» **Brief**
Rewrite every line of the material below as a Markdown table with the columns "No." and "Line," numbering the rows in order. Leave out blank lines and the pictures.

>> begin Recorded information

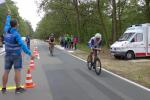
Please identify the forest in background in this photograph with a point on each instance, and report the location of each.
(84, 18)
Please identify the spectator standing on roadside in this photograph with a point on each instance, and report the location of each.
(13, 48)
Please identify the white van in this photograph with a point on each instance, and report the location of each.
(135, 42)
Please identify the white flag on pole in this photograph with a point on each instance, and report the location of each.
(2, 1)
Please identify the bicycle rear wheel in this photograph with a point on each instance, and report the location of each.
(89, 62)
(97, 65)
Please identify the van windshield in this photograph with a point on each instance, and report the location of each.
(126, 36)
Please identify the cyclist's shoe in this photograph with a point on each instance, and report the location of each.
(4, 91)
(19, 90)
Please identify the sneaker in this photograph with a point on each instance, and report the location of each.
(20, 90)
(4, 91)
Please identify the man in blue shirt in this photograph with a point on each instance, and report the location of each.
(13, 47)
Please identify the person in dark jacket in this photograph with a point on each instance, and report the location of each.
(13, 48)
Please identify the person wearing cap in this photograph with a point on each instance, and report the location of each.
(13, 48)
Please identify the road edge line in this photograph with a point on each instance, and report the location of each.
(125, 79)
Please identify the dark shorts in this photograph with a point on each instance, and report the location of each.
(13, 59)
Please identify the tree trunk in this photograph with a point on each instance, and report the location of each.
(75, 2)
(147, 10)
(102, 22)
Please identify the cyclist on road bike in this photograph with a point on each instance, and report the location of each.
(95, 44)
(51, 43)
(51, 39)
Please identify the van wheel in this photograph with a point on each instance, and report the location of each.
(129, 55)
(117, 57)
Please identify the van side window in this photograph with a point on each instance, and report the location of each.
(138, 37)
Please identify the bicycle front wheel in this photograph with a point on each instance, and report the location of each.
(97, 65)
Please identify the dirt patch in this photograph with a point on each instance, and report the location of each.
(137, 70)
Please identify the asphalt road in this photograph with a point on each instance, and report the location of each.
(63, 77)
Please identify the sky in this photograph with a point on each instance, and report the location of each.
(28, 11)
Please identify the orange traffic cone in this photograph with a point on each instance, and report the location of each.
(32, 65)
(29, 83)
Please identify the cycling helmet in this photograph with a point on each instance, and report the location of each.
(98, 35)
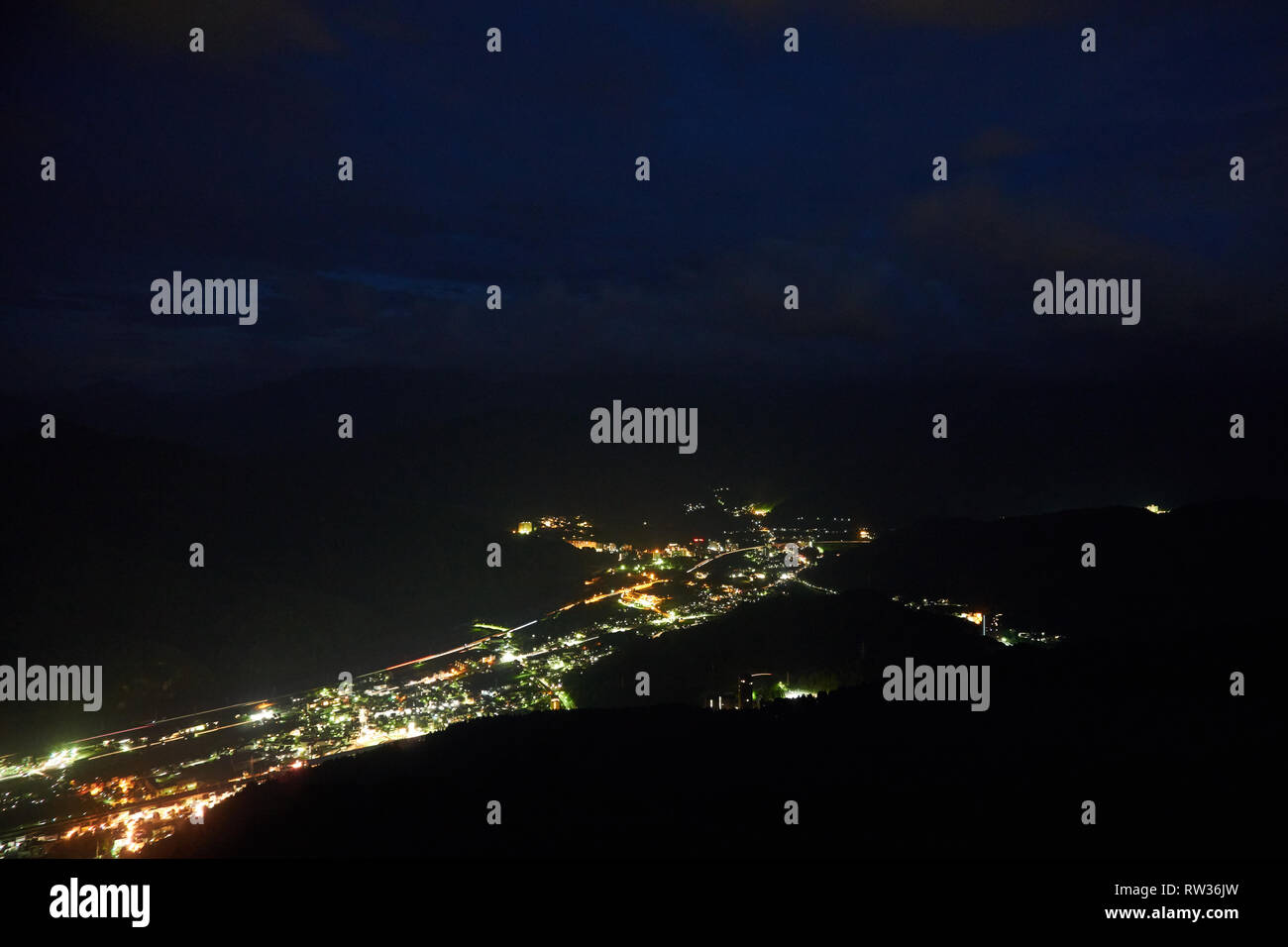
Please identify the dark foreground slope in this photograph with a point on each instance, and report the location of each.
(1133, 714)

>> end Recorded information

» **Correct output**
| No. | Line |
|---|---|
| 1 | Please identify the forest in background in this photograph with a point on each instance, and report the location of each. |
| 2 | (84, 18) |
| 3 | Please identify the spectator standing on roadside in this photograph with a point on each instance, and report the location of each. |
| 4 | (13, 48) |
| 5 | Please identify the white van in this photograph with a point on each instance, and report the location of each. |
| 6 | (135, 42) |
| 7 | Please identify the white flag on pole in this photograph with a point on each instance, and report the location of each. |
| 8 | (2, 1) |
| 9 | Please identify the bicycle rear wheel in this photograph with a point on each instance, and report the location of each. |
| 10 | (89, 62) |
| 11 | (97, 65) |
| 12 | Please identify the van windshield in this photograph with a point on each instance, and report the location of each. |
| 13 | (126, 36) |
| 14 | Please identify the cyclist's shoe in this photograph with a point on each instance, and report the location of each. |
| 15 | (4, 91) |
| 16 | (19, 90) |
| 17 | Please identify the sneaker in this photograph with a point on each instance, and report the location of each. |
| 18 | (20, 90) |
| 19 | (4, 91) |
| 20 | Please identify the man in blue shirt in this photograph with a point on each instance, and report the location of each. |
| 21 | (13, 47) |
| 22 | Please identify the person in dark jacket in this photograph with a point on each instance, and report the location of each. |
| 23 | (13, 48) |
| 24 | Please identify the person wearing cap in this photograph with a point on each instance, and report the location of each. |
| 25 | (13, 48) |
| 26 | Please identify the road edge line in this photograph with a point on each instance, and report the location of each. |
| 27 | (125, 79) |
| 28 | Please identify the dark shorts in this photograph with a point on each instance, and report the location of each. |
| 29 | (13, 59) |
| 30 | Please identify the tree trunk in this photograph with a point on each instance, and report the location of each. |
| 31 | (75, 2) |
| 32 | (147, 10) |
| 33 | (102, 22) |
| 34 | Please identify the cyclist on road bike in this photograph with a point on each instance, and report the location of each. |
| 35 | (95, 44) |
| 36 | (51, 43) |
| 37 | (51, 39) |
| 38 | Please identify the van wheel in this photograph with a point on each instance, and report the location of each. |
| 39 | (129, 55) |
| 40 | (117, 57) |
| 41 | Please identify the van side window in this photograph with a point on each instance, and report the location of each. |
| 42 | (138, 37) |
| 43 | Please identify the bicycle front wheel in this photograph with a point on each instance, and report the location of each. |
| 44 | (97, 65) |
| 45 | Please identify the dirt patch in this photograph with a point on each instance, and report the location of each. |
| 46 | (137, 70) |
| 47 | Please identify the asphalt road in this photograph with a point on each instance, and report the location of each. |
| 48 | (63, 77) |
| 49 | Please identify the sky in this photograph with a point on each instance, and report the location of each. |
| 50 | (28, 11) |
| 51 | Please identify the orange traffic cone in this photograph with a point on each instance, and report the location of each. |
| 52 | (32, 65) |
| 53 | (29, 83) |
| 54 | Please identify the cycling helmet in this photograph with a point on each instance, and report the location of each. |
| 55 | (98, 35) |
| 56 | Please identify the dark foreground slope in this photograph with a point on each instance, and report the location of each. |
| 57 | (1133, 714) |